Format the part of the records that opens with the line containing "of the blackfin" and closes with the line containing "[[290, 591], [282, 590]]" as a numbered list, leaving out blank lines.

[Pointing dataset excerpts]
►

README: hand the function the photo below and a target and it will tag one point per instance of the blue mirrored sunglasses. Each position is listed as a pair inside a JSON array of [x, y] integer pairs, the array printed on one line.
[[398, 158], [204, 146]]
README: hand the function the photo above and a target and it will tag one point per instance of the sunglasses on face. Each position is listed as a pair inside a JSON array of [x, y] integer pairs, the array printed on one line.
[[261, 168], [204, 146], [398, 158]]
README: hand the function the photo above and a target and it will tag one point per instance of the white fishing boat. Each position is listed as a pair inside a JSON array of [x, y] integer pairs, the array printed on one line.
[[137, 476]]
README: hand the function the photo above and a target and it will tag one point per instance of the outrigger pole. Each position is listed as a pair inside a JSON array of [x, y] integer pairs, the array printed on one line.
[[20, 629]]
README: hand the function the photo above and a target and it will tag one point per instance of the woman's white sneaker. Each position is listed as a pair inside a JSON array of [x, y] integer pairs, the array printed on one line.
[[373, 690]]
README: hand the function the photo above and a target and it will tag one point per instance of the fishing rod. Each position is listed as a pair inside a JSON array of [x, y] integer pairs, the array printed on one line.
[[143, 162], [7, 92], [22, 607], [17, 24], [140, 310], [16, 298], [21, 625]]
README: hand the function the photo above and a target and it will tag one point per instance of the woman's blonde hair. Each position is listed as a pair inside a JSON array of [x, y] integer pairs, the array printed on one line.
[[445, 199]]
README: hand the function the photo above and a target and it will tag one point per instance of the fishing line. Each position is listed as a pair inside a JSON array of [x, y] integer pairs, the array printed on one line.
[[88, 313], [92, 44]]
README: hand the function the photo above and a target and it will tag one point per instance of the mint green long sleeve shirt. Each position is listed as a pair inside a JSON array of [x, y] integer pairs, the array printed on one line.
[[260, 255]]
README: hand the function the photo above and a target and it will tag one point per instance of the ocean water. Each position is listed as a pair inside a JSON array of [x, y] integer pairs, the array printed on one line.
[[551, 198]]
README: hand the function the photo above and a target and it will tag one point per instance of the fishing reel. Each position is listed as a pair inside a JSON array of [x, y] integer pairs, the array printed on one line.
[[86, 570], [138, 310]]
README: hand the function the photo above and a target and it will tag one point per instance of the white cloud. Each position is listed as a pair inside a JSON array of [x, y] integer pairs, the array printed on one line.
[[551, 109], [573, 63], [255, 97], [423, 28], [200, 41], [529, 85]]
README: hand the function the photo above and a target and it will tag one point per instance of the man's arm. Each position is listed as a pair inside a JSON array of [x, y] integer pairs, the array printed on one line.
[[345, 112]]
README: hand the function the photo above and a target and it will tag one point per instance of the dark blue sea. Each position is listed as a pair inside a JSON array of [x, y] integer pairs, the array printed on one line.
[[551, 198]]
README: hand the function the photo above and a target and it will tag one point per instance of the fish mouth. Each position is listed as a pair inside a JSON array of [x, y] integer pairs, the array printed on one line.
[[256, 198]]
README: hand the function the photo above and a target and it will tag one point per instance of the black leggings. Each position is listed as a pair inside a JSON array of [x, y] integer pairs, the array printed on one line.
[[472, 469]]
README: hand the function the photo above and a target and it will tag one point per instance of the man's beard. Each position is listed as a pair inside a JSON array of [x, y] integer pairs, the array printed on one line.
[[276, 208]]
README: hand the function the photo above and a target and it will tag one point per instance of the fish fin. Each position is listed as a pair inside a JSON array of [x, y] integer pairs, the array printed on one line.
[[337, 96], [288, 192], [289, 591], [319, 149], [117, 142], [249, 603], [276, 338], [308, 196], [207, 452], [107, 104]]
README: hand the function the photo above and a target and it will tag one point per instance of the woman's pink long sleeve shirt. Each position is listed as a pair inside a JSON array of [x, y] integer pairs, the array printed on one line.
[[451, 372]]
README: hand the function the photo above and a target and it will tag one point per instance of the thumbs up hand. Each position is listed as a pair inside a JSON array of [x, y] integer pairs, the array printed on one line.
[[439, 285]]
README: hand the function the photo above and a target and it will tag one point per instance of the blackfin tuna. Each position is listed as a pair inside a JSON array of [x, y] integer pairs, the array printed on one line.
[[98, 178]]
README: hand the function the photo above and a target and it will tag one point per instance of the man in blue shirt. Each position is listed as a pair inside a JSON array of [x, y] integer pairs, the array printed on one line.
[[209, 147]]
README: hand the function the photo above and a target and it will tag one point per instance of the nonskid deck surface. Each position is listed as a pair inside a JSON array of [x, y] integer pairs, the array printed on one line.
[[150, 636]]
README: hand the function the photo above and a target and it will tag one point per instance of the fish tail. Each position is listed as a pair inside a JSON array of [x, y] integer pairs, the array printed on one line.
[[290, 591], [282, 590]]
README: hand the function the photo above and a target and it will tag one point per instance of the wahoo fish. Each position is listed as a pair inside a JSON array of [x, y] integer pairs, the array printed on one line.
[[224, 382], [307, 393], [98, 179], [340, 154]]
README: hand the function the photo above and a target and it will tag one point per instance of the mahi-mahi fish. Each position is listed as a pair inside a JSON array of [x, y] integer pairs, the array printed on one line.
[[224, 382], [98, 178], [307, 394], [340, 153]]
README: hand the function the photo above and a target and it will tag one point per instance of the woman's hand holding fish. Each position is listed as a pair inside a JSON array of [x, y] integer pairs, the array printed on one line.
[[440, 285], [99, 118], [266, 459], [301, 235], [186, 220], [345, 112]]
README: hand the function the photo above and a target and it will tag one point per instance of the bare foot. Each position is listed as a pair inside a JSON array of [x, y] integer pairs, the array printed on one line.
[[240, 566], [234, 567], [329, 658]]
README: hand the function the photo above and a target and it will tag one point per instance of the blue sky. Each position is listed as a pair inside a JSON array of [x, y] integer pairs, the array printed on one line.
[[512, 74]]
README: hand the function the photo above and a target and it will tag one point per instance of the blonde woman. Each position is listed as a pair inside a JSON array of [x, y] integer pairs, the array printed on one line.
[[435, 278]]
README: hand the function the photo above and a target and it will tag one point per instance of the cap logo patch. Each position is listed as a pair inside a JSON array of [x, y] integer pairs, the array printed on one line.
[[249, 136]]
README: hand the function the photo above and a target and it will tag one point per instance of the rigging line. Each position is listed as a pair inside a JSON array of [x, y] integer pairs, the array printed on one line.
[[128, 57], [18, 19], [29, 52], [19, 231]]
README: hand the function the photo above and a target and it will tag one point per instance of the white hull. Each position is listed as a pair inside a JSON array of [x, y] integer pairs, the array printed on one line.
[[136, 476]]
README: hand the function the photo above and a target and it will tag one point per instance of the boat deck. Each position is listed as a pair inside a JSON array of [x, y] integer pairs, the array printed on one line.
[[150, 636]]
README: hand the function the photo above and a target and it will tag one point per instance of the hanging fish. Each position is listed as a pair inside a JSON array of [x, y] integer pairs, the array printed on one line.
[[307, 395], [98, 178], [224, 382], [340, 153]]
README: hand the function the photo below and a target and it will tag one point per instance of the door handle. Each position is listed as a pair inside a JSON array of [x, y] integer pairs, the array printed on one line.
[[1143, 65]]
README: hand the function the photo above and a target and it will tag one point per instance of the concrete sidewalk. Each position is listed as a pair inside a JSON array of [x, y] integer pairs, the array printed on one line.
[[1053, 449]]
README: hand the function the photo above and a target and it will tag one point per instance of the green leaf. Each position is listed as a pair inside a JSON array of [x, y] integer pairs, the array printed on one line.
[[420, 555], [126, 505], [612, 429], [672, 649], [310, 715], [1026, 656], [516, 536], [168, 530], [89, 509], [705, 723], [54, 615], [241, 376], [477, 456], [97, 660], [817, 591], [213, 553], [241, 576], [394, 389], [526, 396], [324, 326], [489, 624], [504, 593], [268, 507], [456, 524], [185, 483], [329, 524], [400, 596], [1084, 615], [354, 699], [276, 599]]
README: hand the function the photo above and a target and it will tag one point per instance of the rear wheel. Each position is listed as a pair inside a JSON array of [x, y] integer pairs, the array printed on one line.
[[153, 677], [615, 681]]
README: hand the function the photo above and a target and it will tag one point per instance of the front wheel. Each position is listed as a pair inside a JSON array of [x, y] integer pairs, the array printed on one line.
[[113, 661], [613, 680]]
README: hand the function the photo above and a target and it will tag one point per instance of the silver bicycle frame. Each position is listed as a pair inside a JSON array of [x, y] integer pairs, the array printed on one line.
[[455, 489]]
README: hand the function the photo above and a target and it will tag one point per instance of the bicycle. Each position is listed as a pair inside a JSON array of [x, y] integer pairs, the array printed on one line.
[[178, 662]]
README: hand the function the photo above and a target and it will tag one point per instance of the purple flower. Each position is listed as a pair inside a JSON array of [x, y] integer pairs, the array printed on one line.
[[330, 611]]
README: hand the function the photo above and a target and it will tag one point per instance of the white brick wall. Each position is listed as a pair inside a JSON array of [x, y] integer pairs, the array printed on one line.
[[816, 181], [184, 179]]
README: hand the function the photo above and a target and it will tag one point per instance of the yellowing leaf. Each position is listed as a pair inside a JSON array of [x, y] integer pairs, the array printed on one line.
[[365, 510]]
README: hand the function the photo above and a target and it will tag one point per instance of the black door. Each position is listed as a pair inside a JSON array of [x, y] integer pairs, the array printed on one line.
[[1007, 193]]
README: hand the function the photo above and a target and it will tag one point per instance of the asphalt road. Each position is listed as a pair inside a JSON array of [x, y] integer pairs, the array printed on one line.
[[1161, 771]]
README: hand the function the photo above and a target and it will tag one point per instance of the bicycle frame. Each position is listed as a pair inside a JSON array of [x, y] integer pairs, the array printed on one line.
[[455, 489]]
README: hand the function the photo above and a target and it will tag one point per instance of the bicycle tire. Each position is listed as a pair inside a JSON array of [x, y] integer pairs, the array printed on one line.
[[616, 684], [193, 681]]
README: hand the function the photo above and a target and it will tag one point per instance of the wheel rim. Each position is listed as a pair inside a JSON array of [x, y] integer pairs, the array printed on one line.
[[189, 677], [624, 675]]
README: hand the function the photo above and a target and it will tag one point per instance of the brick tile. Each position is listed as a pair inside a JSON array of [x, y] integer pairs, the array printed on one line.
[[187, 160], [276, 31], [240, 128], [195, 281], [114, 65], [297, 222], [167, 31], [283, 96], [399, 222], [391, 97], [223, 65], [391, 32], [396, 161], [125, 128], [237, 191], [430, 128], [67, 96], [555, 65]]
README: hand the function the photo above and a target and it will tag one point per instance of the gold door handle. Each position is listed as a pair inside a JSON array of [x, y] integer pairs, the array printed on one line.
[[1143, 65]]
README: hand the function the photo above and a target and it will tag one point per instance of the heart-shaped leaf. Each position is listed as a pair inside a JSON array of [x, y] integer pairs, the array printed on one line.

◄

Written response ::
1. README: hand the function the photo above and a target and it will tag one point per instance of the blackfin tuna. Each position is listed as a pair inside a JSON array of [x, y] integer pairs, the array printed on one line.
2. [[98, 178]]
3. README: hand the function the photo above and a target and it will tag one point per instance of the man in blue shirt. Each position is listed as a pair inside a JSON array of [x, y] integer pairs, the array printed on one line.
4. [[209, 147]]
5. README: hand the function the photo above and a target and it will tag one point per instance of the nonskid deck surface. Each position is listed as a pair inside a JSON array of [x, y] integer pairs, the array printed on one line.
6. [[150, 636]]
7. README: hand the function the photo above and a target and it will tag one point per instance of the fish tail. Each position is listed as a pair inside a JSON array of [x, y] integer pairs, the array printed on one line.
8. [[290, 591], [282, 590]]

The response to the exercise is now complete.